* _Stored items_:
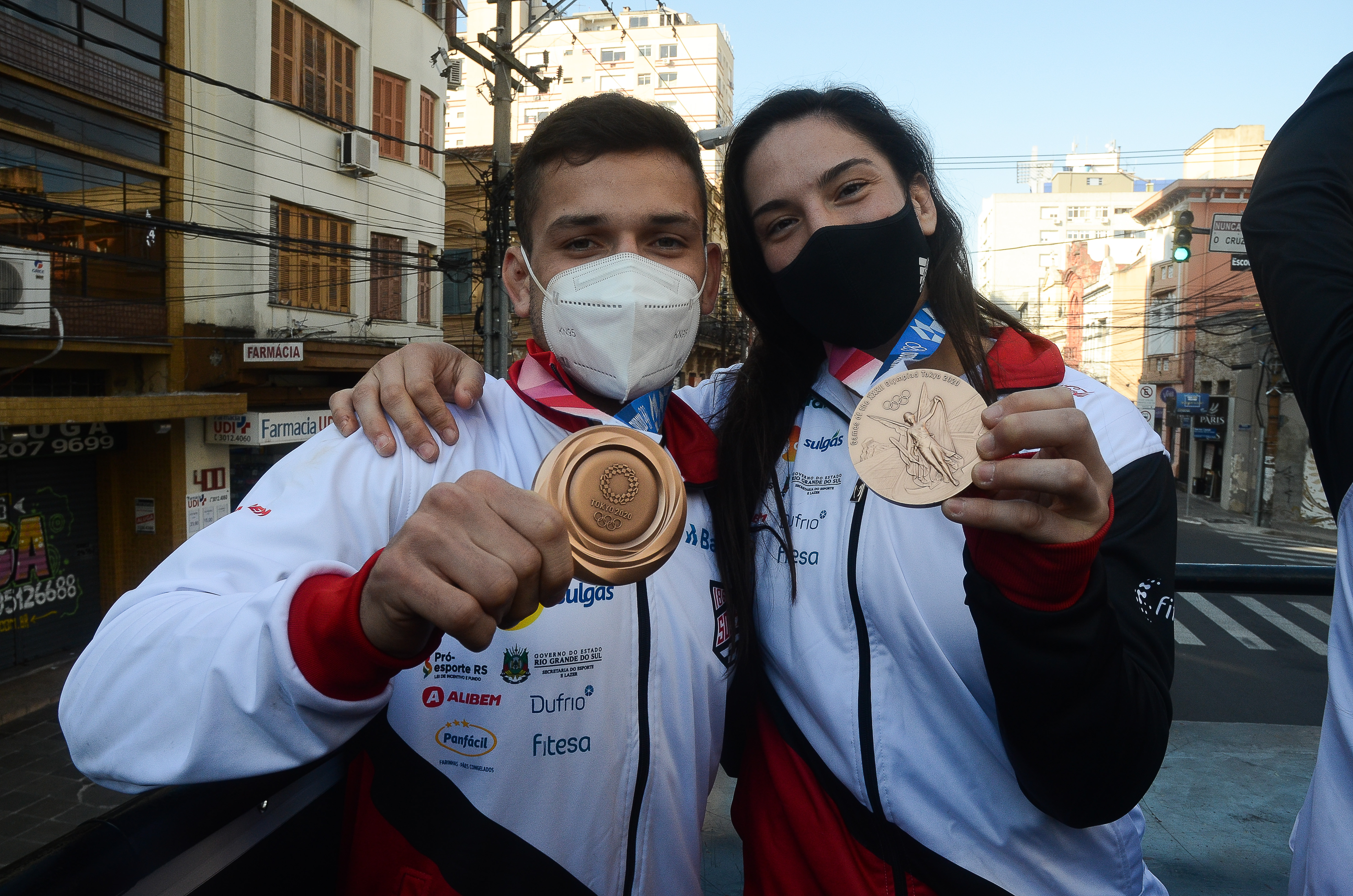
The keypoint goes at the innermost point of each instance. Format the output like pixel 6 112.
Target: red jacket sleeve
pixel 1038 577
pixel 329 646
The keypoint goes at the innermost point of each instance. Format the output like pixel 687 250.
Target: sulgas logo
pixel 467 740
pixel 823 443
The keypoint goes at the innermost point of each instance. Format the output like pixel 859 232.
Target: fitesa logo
pixel 826 442
pixel 516 665
pixel 443 665
pixel 466 740
pixel 559 704
pixel 589 595
pixel 803 558
pixel 547 746
pixel 435 696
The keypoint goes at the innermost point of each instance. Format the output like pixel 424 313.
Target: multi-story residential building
pixel 1092 306
pixel 655 55
pixel 94 412
pixel 343 271
pixel 1019 236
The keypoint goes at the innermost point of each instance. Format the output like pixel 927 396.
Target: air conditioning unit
pixel 25 287
pixel 358 153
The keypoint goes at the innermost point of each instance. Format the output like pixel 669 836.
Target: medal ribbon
pixel 860 370
pixel 645 413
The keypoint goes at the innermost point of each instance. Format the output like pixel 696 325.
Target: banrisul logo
pixel 826 442
pixel 516 665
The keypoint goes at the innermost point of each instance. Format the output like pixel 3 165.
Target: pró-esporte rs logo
pixel 441 665
pixel 516 665
pixel 467 740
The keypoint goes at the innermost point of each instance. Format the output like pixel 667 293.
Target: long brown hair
pixel 784 359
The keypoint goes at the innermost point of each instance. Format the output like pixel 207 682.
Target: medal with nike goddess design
pixel 914 436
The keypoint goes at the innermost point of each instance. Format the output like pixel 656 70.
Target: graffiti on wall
pixel 38 578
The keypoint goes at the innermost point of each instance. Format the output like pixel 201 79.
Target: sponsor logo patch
pixel 516 665
pixel 723 622
pixel 568 664
pixel 467 740
pixel 550 746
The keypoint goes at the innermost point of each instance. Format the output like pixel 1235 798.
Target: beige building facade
pixel 661 56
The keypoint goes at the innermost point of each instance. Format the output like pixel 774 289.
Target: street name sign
pixel 1226 235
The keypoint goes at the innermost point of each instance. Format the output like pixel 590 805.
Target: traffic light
pixel 1182 221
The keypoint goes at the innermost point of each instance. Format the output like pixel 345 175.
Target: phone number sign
pixel 63 440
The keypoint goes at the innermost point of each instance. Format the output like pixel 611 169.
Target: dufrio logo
pixel 466 740
pixel 516 665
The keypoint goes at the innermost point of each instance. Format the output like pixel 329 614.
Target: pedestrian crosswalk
pixel 1287 550
pixel 1232 626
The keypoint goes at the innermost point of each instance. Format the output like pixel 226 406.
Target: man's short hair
pixel 589 127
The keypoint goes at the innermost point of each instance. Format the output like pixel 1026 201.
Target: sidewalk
pixel 43 796
pixel 1198 509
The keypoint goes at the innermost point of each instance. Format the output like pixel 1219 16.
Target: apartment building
pixel 94 409
pixel 661 56
pixel 1021 236
pixel 346 271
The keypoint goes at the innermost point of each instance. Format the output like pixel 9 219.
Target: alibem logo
pixel 547 746
pixel 826 442
pixel 466 740
pixel 516 665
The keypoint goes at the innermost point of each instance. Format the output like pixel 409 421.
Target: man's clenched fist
pixel 477 555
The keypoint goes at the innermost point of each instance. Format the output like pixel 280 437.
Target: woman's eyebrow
pixel 835 171
pixel 826 178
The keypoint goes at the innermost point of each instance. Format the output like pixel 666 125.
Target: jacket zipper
pixel 642 776
pixel 866 716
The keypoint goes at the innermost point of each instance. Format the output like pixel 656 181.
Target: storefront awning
pixel 109 409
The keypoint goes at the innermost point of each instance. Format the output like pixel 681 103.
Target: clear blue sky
pixel 995 79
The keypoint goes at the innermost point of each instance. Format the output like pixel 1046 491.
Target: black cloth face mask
pixel 857 285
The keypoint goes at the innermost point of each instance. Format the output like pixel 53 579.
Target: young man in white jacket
pixel 352 592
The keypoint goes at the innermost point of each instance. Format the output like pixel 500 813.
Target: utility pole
pixel 498 233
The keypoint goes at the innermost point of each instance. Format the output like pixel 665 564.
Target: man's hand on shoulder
pixel 410 385
pixel 477 555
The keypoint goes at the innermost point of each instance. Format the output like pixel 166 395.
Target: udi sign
pixel 267 428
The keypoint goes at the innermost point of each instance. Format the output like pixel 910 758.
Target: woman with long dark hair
pixel 965 699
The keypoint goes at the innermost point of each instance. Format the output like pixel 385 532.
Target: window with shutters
pixel 308 275
pixel 425 266
pixel 387 114
pixel 427 117
pixel 386 278
pixel 312 67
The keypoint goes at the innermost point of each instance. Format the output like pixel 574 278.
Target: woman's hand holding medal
pixel 1059 496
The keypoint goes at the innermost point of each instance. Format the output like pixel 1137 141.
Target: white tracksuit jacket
pixel 930 760
pixel 601 757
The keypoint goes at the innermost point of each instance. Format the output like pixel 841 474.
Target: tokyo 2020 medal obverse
pixel 914 436
pixel 623 500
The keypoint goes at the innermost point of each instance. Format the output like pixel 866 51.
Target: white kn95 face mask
pixel 622 325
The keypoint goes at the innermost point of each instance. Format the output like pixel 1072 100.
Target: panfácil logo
pixel 465 740
pixel 826 442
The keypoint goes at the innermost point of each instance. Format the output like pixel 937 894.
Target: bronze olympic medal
pixel 914 436
pixel 623 500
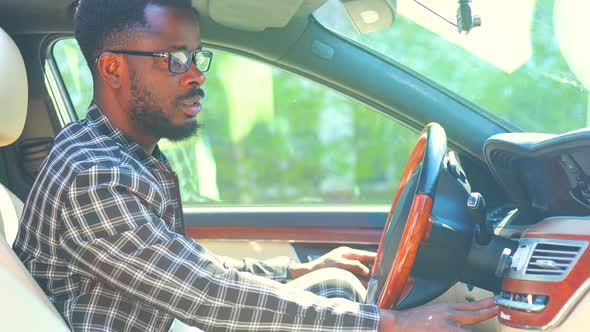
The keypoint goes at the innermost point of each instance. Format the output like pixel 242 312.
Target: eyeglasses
pixel 178 61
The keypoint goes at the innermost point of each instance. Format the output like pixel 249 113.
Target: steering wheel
pixel 399 244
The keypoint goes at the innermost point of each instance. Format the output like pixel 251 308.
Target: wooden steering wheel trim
pixel 416 230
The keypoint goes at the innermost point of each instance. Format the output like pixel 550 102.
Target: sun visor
pixel 255 15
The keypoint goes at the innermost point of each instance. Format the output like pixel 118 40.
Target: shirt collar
pixel 97 119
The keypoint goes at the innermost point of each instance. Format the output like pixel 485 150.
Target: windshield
pixel 517 65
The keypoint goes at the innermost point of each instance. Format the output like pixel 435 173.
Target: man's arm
pixel 112 237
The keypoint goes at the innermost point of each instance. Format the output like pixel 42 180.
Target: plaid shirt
pixel 103 235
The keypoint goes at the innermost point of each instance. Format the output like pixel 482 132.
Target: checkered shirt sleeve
pixel 112 237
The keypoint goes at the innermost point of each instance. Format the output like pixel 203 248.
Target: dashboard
pixel 544 175
pixel 546 280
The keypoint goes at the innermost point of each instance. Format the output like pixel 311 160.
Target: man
pixel 103 229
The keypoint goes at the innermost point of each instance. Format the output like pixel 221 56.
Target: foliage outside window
pixel 512 65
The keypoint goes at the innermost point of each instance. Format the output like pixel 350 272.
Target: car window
pixel 513 65
pixel 272 138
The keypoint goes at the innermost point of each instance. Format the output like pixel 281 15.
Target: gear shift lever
pixel 477 209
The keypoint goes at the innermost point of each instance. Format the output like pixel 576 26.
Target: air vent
pixel 552 260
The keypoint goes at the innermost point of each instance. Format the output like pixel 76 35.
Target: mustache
pixel 193 93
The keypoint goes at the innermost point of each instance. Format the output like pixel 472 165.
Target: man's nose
pixel 193 77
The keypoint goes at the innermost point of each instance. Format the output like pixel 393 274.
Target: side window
pixel 75 74
pixel 272 138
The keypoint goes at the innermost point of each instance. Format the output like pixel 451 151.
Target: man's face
pixel 163 104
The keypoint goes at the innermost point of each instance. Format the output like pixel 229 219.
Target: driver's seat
pixel 23 305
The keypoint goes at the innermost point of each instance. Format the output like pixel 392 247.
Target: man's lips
pixel 191 106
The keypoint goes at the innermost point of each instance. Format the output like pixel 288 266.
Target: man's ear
pixel 109 68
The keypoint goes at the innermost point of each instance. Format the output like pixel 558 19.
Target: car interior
pixel 525 243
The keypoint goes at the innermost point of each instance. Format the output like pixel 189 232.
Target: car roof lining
pixel 256 15
pixel 55 16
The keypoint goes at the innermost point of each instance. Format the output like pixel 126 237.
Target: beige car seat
pixel 23 305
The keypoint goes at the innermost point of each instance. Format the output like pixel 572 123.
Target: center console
pixel 546 283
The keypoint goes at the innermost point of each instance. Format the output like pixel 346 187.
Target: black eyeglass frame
pixel 168 55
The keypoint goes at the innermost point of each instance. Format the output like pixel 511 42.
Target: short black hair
pixel 101 22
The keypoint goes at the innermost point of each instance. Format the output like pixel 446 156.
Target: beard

* _DIRECTIONS_: The line containing "pixel 451 151." marks where to begin; copy it and every later line exactly, through the end of the data.

* _WRITTEN REPLY_:
The keypoint goes at the innermost point of each instance. Format the output like pixel 451 151.
Target: man's face
pixel 163 104
The keypoint goes at the innermost point of each instance. Format the output like pixel 229 219.
Target: driver's seat
pixel 23 305
The keypoint goes at the innermost point of each instance. Format the output like pixel 392 247.
Target: man's lips
pixel 191 106
The keypoint goes at the innermost point of each instance. Format the output like pixel 288 266.
Target: man's ear
pixel 109 68
The keypoint goes at the innermost point of each instance. Format the output like pixel 558 19.
Target: car interior
pixel 525 243
The keypoint goes at the innermost point of each instance. Format the output like pixel 189 232.
Target: car roof lining
pixel 256 15
pixel 55 16
The keypoint goes at the innermost point of each instance. Format the output like pixel 126 237.
Target: beige car seat
pixel 23 305
The keypoint goes at the innermost point of each instance. Format the output like pixel 572 123.
Target: center console
pixel 546 283
The keypoint goes at the innermost point of each instance. Format the output like pixel 346 187.
Target: black eyeglass frame
pixel 168 55
The keypoint goes at the innermost point of each instance. Format the output like pixel 511 42.
Target: short black hair
pixel 101 22
The keypoint goes at the innermost point of each instance. Format the output like pixel 446 156.
Target: beard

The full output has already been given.